EXERCISE >> Pull out each line of the material that contains the word "lettering".

DATA SUPPLIED >>
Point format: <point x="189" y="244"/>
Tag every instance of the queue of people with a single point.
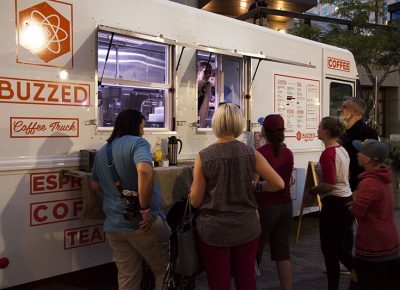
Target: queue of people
<point x="242" y="197"/>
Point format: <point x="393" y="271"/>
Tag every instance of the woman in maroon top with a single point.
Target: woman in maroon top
<point x="227" y="224"/>
<point x="275" y="208"/>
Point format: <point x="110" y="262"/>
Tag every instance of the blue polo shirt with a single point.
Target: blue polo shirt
<point x="128" y="151"/>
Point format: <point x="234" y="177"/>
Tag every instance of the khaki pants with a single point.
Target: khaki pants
<point x="130" y="248"/>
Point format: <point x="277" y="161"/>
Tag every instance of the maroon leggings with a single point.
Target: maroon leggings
<point x="218" y="261"/>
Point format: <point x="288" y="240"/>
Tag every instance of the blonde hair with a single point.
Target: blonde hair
<point x="228" y="120"/>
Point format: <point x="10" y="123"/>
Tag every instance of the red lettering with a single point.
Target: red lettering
<point x="66" y="92"/>
<point x="84" y="236"/>
<point x="36" y="213"/>
<point x="27" y="91"/>
<point x="96" y="235"/>
<point x="64" y="181"/>
<point x="51" y="182"/>
<point x="72" y="235"/>
<point x="38" y="183"/>
<point x="77" y="206"/>
<point x="63" y="213"/>
<point x="77" y="98"/>
<point x="76" y="182"/>
<point x="39" y="91"/>
<point x="5" y="86"/>
<point x="52" y="93"/>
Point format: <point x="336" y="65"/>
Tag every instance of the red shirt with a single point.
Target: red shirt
<point x="373" y="207"/>
<point x="283" y="165"/>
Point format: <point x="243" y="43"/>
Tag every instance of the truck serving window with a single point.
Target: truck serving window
<point x="133" y="73"/>
<point x="219" y="79"/>
<point x="338" y="92"/>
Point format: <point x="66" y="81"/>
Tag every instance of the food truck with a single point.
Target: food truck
<point x="69" y="67"/>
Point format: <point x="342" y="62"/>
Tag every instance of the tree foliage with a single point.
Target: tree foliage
<point x="375" y="47"/>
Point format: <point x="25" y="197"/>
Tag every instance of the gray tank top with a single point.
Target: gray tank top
<point x="228" y="215"/>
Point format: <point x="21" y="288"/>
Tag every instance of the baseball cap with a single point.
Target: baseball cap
<point x="272" y="122"/>
<point x="373" y="149"/>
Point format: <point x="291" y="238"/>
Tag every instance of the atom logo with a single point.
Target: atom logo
<point x="44" y="32"/>
<point x="298" y="135"/>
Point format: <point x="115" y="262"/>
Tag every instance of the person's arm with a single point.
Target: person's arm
<point x="366" y="196"/>
<point x="328" y="168"/>
<point x="145" y="188"/>
<point x="322" y="188"/>
<point x="198" y="189"/>
<point x="95" y="186"/>
<point x="94" y="181"/>
<point x="272" y="181"/>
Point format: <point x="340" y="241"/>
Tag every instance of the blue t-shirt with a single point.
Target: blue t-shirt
<point x="128" y="151"/>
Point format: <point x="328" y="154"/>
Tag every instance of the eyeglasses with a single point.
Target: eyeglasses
<point x="224" y="103"/>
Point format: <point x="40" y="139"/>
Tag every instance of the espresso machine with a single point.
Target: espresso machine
<point x="173" y="149"/>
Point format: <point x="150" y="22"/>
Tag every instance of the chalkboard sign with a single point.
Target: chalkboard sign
<point x="308" y="200"/>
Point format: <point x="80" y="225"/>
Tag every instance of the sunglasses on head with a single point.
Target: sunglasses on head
<point x="223" y="103"/>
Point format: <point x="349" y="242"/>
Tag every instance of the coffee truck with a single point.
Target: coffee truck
<point x="69" y="67"/>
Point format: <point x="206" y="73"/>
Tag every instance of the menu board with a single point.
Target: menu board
<point x="298" y="101"/>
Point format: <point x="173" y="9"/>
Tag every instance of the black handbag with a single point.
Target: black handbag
<point x="187" y="260"/>
<point x="180" y="218"/>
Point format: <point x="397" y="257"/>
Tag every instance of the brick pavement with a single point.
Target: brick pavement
<point x="306" y="256"/>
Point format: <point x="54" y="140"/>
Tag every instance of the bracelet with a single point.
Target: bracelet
<point x="259" y="186"/>
<point x="145" y="210"/>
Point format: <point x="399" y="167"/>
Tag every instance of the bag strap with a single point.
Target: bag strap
<point x="111" y="165"/>
<point x="187" y="213"/>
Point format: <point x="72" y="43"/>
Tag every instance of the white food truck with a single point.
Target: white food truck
<point x="67" y="68"/>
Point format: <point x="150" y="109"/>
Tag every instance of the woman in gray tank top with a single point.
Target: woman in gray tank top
<point x="227" y="224"/>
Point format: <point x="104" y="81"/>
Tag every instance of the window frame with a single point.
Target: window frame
<point x="341" y="82"/>
<point x="168" y="86"/>
<point x="219" y="84"/>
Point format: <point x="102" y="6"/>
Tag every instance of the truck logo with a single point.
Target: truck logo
<point x="338" y="64"/>
<point x="45" y="32"/>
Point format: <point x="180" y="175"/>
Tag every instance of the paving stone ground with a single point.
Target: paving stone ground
<point x="306" y="256"/>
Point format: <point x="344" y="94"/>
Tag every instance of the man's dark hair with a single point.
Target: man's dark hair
<point x="275" y="139"/>
<point x="127" y="123"/>
<point x="359" y="102"/>
<point x="334" y="127"/>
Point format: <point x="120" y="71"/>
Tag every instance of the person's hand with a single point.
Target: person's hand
<point x="349" y="205"/>
<point x="313" y="190"/>
<point x="147" y="221"/>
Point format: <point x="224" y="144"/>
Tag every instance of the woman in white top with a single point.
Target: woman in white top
<point x="334" y="189"/>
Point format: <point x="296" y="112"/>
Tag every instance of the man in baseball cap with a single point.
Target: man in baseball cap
<point x="373" y="149"/>
<point x="377" y="249"/>
<point x="272" y="123"/>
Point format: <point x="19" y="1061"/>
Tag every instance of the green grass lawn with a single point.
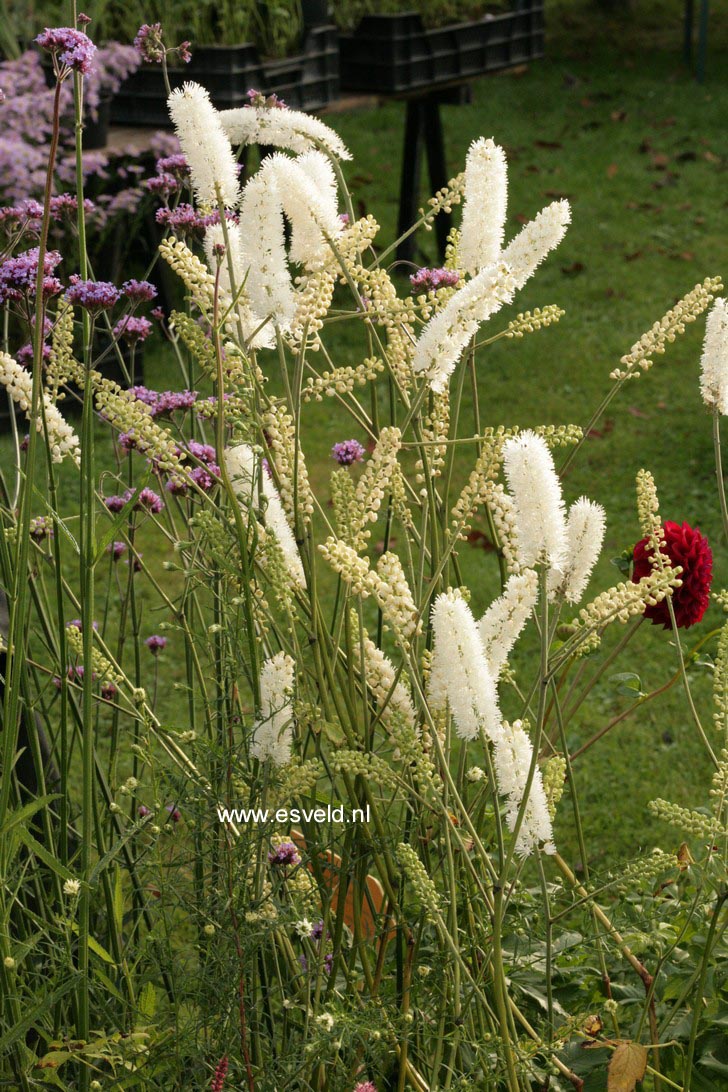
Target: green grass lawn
<point x="612" y="120"/>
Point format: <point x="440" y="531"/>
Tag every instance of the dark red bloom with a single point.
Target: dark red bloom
<point x="687" y="547"/>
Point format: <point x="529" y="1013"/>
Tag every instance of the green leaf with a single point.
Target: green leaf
<point x="118" y="900"/>
<point x="42" y="853"/>
<point x="121" y="520"/>
<point x="25" y="812"/>
<point x="627" y="1066"/>
<point x="59" y="522"/>
<point x="147" y="1000"/>
<point x="36" y="1015"/>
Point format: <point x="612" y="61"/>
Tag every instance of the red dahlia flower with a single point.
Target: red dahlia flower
<point x="687" y="547"/>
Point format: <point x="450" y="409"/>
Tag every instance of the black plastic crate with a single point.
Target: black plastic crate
<point x="391" y="55"/>
<point x="306" y="82"/>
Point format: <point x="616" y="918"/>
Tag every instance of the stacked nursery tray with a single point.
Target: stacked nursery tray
<point x="391" y="55"/>
<point x="307" y="81"/>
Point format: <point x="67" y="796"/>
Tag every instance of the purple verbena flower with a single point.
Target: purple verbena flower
<point x="40" y="527"/>
<point x="427" y="280"/>
<point x="162" y="185"/>
<point x="347" y="452"/>
<point x="73" y="48"/>
<point x="174" y="165"/>
<point x="115" y="503"/>
<point x="150" y="500"/>
<point x="204" y="452"/>
<point x="148" y="43"/>
<point x="285" y="855"/>
<point x="18" y="275"/>
<point x="92" y="295"/>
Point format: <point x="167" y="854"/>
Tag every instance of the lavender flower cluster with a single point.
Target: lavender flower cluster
<point x="427" y="280"/>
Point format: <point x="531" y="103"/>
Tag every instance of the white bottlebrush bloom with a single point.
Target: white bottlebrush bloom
<point x="460" y="675"/>
<point x="287" y="129"/>
<point x="233" y="259"/>
<point x="536" y="490"/>
<point x="512" y="757"/>
<point x="242" y="467"/>
<point x="273" y="734"/>
<point x="445" y="335"/>
<point x="585" y="532"/>
<point x="486" y="202"/>
<point x="283" y="186"/>
<point x="381" y="674"/>
<point x="19" y="383"/>
<point x="502" y="622"/>
<point x="205" y="145"/>
<point x="535" y="240"/>
<point x="310" y="200"/>
<point x="714" y="360"/>
<point x="262" y="232"/>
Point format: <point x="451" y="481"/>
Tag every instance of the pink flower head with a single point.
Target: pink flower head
<point x="132" y="329"/>
<point x="92" y="295"/>
<point x="347" y="452"/>
<point x="71" y="47"/>
<point x="285" y="855"/>
<point x="427" y="280"/>
<point x="148" y="43"/>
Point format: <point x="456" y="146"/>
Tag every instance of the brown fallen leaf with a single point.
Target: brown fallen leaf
<point x="627" y="1066"/>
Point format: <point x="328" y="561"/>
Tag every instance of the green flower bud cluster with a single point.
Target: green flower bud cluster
<point x="720" y="684"/>
<point x="527" y="322"/>
<point x="371" y="767"/>
<point x="646" y="869"/>
<point x="687" y="820"/>
<point x="422" y="887"/>
<point x="654" y="342"/>
<point x="102" y="666"/>
<point x="342" y="380"/>
<point x="553" y="773"/>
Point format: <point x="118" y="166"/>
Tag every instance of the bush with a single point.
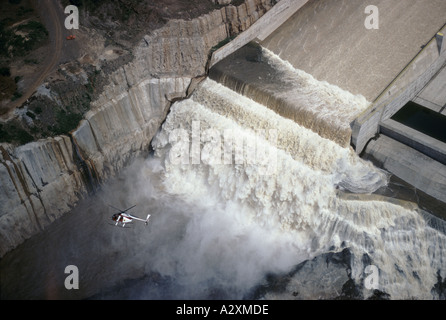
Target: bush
<point x="4" y="71"/>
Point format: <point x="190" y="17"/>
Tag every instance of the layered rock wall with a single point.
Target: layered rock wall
<point x="42" y="180"/>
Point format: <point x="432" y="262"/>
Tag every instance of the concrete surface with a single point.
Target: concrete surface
<point x="328" y="39"/>
<point x="410" y="165"/>
<point x="262" y="28"/>
<point x="433" y="96"/>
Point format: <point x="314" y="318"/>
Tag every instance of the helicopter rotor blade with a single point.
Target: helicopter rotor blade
<point x="115" y="208"/>
<point x="129" y="208"/>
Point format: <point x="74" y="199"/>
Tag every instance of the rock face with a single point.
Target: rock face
<point x="42" y="180"/>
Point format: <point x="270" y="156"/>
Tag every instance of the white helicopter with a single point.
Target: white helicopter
<point x="123" y="217"/>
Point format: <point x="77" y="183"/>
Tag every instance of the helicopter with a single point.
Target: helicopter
<point x="122" y="217"/>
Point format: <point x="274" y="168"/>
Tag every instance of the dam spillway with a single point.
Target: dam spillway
<point x="222" y="226"/>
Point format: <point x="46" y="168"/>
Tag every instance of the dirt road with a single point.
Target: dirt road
<point x="52" y="16"/>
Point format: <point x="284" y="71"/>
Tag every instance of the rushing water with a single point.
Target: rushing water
<point x="236" y="191"/>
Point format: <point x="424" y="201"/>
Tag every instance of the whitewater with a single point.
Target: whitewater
<point x="259" y="220"/>
<point x="238" y="191"/>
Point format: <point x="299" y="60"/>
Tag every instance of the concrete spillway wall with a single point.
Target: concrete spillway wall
<point x="409" y="82"/>
<point x="261" y="29"/>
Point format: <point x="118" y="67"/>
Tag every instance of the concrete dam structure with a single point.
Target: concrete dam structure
<point x="260" y="161"/>
<point x="401" y="60"/>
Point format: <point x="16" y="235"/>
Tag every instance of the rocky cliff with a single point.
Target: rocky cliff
<point x="42" y="180"/>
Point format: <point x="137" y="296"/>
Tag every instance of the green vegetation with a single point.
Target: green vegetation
<point x="66" y="122"/>
<point x="14" y="133"/>
<point x="21" y="40"/>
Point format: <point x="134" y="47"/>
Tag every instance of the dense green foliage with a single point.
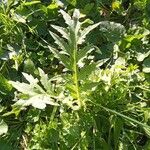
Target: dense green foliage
<point x="75" y="75"/>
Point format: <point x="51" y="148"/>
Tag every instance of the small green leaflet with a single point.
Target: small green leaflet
<point x="3" y="127"/>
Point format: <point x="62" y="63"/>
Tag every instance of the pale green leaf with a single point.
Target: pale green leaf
<point x="62" y="31"/>
<point x="146" y="65"/>
<point x="61" y="43"/>
<point x="30" y="78"/>
<point x="23" y="87"/>
<point x="40" y="101"/>
<point x="66" y="61"/>
<point x="86" y="71"/>
<point x="31" y="3"/>
<point x="86" y="31"/>
<point x="67" y="18"/>
<point x="83" y="52"/>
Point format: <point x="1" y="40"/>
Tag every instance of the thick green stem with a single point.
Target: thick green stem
<point x="75" y="74"/>
<point x="53" y="115"/>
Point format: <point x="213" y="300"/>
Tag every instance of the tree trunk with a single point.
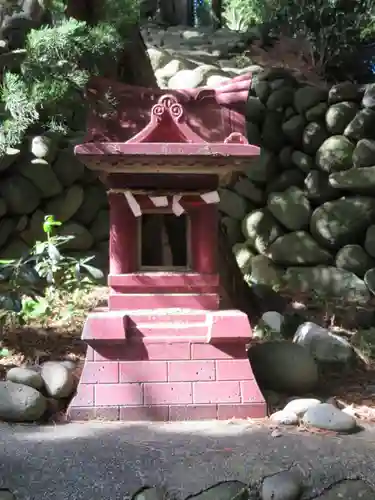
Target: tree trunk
<point x="134" y="66"/>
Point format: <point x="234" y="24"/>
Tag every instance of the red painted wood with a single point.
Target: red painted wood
<point x="163" y="350"/>
<point x="121" y="301"/>
<point x="178" y="182"/>
<point x="157" y="282"/>
<point x="204" y="239"/>
<point x="123" y="252"/>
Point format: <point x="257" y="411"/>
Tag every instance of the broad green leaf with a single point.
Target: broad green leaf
<point x="95" y="273"/>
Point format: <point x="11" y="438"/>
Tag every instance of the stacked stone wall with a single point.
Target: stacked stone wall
<point x="43" y="177"/>
<point x="303" y="215"/>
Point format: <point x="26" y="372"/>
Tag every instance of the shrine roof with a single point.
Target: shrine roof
<point x="131" y="121"/>
<point x="213" y="114"/>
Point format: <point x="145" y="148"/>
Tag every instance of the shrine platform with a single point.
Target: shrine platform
<point x="166" y="365"/>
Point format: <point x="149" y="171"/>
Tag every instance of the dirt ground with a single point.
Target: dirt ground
<point x="38" y="342"/>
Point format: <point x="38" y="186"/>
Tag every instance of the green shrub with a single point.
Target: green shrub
<point x="31" y="285"/>
<point x="58" y="61"/>
<point x="334" y="29"/>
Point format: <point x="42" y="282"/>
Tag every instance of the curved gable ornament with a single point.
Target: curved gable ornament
<point x="167" y="111"/>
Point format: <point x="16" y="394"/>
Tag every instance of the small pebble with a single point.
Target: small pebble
<point x="328" y="417"/>
<point x="284" y="417"/>
<point x="301" y="405"/>
<point x="285" y="485"/>
<point x="276" y="433"/>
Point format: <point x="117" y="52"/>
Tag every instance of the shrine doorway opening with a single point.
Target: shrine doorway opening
<point x="164" y="242"/>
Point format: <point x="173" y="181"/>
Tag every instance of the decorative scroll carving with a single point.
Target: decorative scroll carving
<point x="168" y="104"/>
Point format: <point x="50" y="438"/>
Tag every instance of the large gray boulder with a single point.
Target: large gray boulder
<point x="243" y="255"/>
<point x="318" y="189"/>
<point x="232" y="204"/>
<point x="308" y="97"/>
<point x="343" y="221"/>
<point x="25" y="376"/>
<point x="327" y="281"/>
<point x="283" y="366"/>
<point x="19" y="194"/>
<point x="313" y="137"/>
<point x="265" y="272"/>
<point x="298" y="248"/>
<point x="328" y="417"/>
<point x="364" y="153"/>
<point x="339" y="115"/>
<point x="335" y="154"/>
<point x="323" y="345"/>
<point x="261" y="228"/>
<point x="354" y="258"/>
<point x="58" y="380"/>
<point x="21" y="403"/>
<point x="285" y="485"/>
<point x="360" y="180"/>
<point x="291" y="208"/>
<point x="263" y="168"/>
<point x="361" y="126"/>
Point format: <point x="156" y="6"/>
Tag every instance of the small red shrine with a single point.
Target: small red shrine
<point x="165" y="348"/>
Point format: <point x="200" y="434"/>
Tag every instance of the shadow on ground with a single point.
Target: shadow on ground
<point x="111" y="461"/>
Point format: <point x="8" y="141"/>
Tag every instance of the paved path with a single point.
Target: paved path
<point x="100" y="461"/>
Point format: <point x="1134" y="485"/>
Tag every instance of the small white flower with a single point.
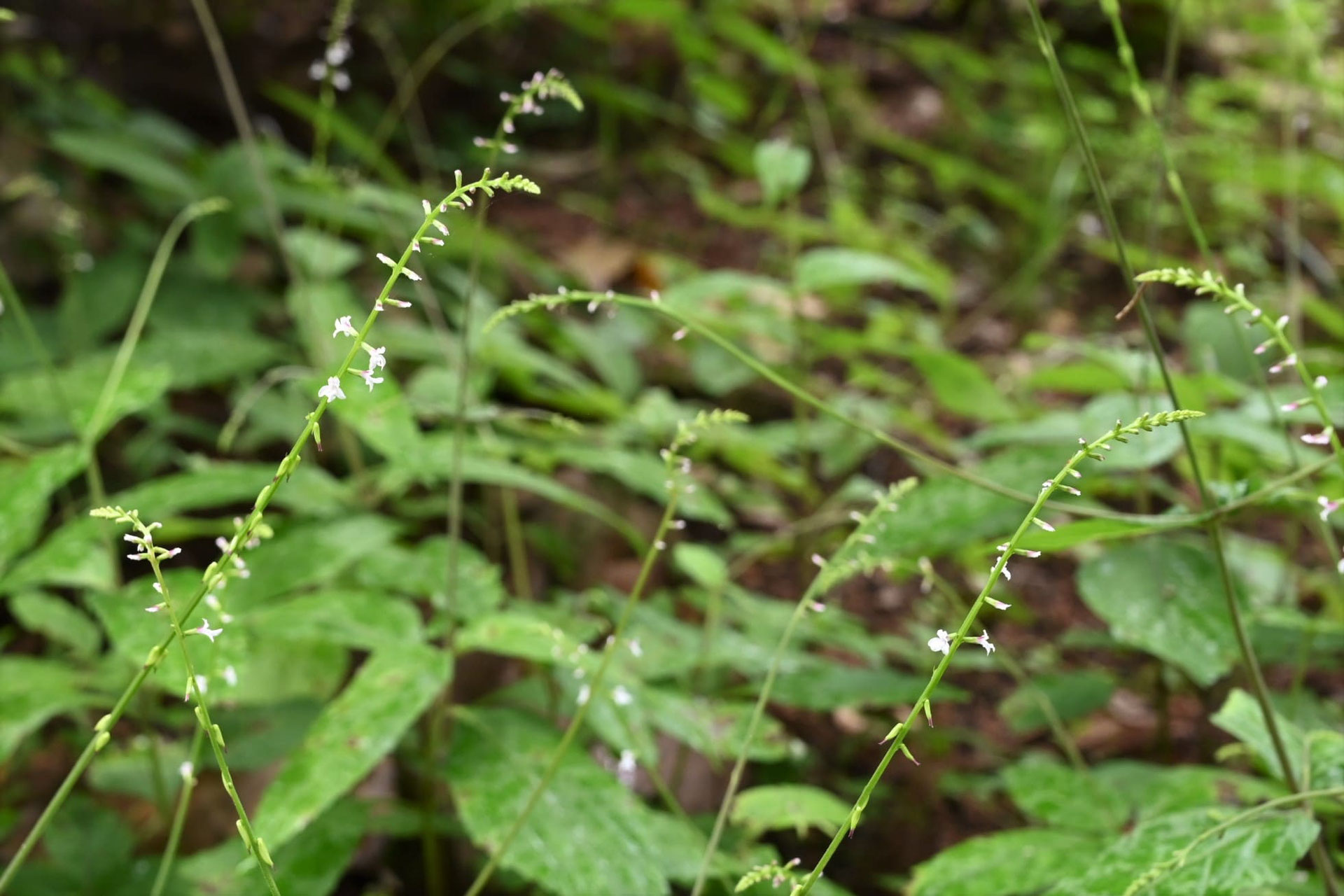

SOLVED PROBLEM >>
Tag every instance of the red lettering with a single point.
Target: red lettering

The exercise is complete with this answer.